Start of EXTRACT
- Born: April 17, 1984 (age 42) Summit, New Jersey, U.S.
- Education: Goddard College St. Lawrence University
- Occupations: Filmmaker, cinematographer
- Years active: 2009–present
- Website: www.charlespoekel.com

= Charles Poekel =

American filmmaker and cinematographer

Charles Poekel (born April 17, 1984) is an American filmmaker and cinematographer known for his work in independent cinema.

==Career==

Poekel made his directorial debut with Christmas, Again (2014), a feature inspired by his personal experience working at a Christmas tree stand in New York City. The film premiered at the Locarno Film Festival and the Sundance Film Festival, and was nominated for a John Cassavetes Award at the Independent Spirit Awards. Noted for blending semi-documentary realism with fiction, Christmas, Again helped establish Poekel's reputation for a style rooted in intimate storytelling, often featuring real-life locations and settings.
End of EXTRACT
Start of EXTRACTED MATERIAL
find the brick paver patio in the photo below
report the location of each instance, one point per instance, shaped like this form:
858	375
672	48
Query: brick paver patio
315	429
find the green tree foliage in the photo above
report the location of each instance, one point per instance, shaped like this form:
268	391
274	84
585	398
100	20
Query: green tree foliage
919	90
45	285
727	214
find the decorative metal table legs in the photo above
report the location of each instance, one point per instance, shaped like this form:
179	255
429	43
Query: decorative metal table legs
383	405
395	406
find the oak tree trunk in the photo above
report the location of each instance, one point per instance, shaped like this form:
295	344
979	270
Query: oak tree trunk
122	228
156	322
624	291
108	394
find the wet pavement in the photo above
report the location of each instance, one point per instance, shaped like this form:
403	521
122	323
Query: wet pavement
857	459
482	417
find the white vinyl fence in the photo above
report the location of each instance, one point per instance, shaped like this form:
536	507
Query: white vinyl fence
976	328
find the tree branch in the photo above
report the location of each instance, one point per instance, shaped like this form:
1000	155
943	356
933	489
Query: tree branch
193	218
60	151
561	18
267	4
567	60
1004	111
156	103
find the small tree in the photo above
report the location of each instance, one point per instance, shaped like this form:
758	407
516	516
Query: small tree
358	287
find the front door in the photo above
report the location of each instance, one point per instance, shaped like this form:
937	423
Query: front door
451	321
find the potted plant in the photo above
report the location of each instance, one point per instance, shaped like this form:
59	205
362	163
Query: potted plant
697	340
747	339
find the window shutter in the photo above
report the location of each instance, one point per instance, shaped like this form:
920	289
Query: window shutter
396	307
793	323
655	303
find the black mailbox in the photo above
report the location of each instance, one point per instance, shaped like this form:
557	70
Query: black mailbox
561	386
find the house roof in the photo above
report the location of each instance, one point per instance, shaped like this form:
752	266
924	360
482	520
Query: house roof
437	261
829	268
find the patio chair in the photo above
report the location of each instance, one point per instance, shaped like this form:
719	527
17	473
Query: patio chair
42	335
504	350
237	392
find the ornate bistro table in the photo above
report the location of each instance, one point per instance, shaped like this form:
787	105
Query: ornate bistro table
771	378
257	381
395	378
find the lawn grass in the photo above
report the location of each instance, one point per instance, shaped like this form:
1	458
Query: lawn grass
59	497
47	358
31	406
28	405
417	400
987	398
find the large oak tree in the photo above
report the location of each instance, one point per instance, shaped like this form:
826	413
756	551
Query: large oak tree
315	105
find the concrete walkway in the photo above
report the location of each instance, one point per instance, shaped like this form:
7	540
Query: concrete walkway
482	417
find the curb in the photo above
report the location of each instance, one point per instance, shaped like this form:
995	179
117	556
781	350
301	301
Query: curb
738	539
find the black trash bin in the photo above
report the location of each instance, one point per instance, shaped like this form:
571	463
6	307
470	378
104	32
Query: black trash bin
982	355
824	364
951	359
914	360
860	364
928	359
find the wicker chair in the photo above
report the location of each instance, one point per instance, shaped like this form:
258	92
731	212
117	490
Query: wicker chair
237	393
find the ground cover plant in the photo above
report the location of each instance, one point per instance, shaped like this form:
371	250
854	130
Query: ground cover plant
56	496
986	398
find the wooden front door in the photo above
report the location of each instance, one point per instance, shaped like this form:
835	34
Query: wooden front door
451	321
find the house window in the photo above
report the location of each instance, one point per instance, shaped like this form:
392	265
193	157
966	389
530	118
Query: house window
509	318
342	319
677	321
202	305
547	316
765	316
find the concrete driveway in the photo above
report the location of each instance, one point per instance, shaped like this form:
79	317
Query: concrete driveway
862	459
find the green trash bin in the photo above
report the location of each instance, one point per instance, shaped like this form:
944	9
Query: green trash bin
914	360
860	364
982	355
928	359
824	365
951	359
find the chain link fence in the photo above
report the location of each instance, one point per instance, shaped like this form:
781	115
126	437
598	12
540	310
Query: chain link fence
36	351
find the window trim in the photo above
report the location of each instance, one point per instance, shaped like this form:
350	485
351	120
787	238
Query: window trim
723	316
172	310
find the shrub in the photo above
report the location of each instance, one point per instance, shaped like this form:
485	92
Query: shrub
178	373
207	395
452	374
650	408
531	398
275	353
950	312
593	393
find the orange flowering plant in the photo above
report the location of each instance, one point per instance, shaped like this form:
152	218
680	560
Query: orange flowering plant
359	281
End of EXTRACTED MATERIAL
= EXERCISE REQUIREMENTS =
(1) Answer these questions using the Charles Poekel profile:
(a) In what place was Poekel born?
(b) Which two schools are listed under his education?
(c) For which award was Christmas, Again nominated at the Independent Spirit Awards?
(2) Repeat word for word the part of the Charles Poekel profile starting with "- Education: Goddard" and going on through "locations and settings.".

= TASK ANSWERS =
(1)
(a) Summit, New Jersey, U.S.
(b) Goddard College and St. Lawrence University
(c) A John Cassavetes Award

(2)
- Education: Goddard College St. Lawrence University
- Occupations: Filmmaker, cinematographer
- Years active: 2009–present
- Website: www.charlespoekel.com

= Charles Poekel =

American filmmaker and cinematographer

Charles Poekel (born April 17, 1984) is an American filmmaker and cinematographer known for his work in independent cinema.

==Career==

Poekel made his directorial debut with Christmas, Again (2014), a feature inspired by his personal experience working at a Christmas tree stand in New York City. The film premiered at the Locarno Film Festival and the Sundance Film Festival, and was nominated for a John Cassavetes Award at the Independent Spirit Awards. Noted for blending semi-documentary realism with fiction, Christmas, Again helped establish Poekel's reputation for a style rooted in intimate storytelling, often featuring real-life locations and settings.